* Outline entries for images
************

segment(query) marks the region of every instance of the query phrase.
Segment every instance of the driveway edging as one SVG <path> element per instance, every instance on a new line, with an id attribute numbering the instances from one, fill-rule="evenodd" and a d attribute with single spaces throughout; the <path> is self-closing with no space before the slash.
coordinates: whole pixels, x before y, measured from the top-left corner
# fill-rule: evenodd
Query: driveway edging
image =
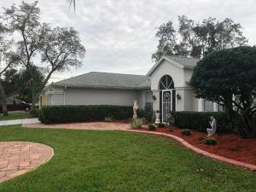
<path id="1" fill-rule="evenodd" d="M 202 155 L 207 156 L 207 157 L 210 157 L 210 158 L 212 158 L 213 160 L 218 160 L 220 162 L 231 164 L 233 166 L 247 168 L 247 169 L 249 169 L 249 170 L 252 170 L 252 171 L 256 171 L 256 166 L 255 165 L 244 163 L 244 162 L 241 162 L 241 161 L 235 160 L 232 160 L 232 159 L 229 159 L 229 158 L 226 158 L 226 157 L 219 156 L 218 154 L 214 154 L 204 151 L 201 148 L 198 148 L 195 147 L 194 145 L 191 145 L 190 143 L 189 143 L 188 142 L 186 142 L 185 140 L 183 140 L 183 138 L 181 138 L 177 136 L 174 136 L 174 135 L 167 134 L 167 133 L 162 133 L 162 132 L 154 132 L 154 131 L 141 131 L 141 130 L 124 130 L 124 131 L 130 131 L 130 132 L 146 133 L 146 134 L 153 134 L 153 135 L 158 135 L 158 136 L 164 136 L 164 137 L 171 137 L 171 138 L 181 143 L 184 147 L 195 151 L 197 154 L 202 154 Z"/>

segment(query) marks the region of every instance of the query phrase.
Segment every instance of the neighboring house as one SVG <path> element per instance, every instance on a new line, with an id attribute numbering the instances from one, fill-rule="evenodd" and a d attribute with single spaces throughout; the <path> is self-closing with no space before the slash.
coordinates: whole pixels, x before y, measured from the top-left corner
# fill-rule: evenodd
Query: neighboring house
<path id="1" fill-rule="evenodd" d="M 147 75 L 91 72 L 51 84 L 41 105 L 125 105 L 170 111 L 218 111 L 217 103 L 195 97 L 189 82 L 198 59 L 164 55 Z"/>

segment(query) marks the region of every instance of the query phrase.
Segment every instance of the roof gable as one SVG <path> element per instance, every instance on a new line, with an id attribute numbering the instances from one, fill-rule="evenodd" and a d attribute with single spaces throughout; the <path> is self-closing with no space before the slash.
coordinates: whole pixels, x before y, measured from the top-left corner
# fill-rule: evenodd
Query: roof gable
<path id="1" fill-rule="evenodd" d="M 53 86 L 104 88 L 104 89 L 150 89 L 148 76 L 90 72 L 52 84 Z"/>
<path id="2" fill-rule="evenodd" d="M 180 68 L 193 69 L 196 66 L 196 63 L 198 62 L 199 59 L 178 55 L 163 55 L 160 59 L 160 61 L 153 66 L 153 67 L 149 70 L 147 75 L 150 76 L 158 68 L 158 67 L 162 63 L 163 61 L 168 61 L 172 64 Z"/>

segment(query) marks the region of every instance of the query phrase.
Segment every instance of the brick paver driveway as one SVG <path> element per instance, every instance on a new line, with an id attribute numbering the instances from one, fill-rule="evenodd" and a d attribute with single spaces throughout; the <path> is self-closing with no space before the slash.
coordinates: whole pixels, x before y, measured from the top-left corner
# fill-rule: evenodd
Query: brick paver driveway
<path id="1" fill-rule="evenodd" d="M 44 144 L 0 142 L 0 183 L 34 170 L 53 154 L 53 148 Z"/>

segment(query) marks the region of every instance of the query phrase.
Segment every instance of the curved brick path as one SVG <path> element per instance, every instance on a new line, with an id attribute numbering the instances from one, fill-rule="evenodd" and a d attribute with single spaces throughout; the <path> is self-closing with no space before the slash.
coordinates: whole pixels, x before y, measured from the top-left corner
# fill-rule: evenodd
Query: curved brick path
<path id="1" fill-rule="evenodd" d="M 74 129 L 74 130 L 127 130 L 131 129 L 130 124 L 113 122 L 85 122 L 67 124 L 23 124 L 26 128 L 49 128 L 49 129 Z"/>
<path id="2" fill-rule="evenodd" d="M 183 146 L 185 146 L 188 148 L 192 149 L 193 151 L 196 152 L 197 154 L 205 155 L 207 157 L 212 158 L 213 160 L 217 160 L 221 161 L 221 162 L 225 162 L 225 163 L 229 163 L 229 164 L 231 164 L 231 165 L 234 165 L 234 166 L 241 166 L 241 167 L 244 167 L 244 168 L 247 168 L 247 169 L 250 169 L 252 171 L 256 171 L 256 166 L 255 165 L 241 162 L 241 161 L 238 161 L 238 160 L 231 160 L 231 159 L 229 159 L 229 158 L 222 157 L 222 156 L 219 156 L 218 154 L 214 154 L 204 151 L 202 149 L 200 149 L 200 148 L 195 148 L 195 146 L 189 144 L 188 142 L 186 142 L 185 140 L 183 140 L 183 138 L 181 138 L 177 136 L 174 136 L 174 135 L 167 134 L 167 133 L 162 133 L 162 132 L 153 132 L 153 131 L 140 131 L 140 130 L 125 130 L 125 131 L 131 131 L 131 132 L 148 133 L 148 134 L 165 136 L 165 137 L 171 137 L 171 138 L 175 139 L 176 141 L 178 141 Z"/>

************

* Problem
Find each line in the entries above that contains the word "neighboring", and copy every such line.

* Task output
Segment every instance of the neighboring house as one SVG <path> element per instance, every instance on a new line, with an id attribute numbering the instances from one, fill-rule="evenodd" and a d attribute with single spaces throughout; the <path> is self-closing with no space before the slash.
Query: neighboring house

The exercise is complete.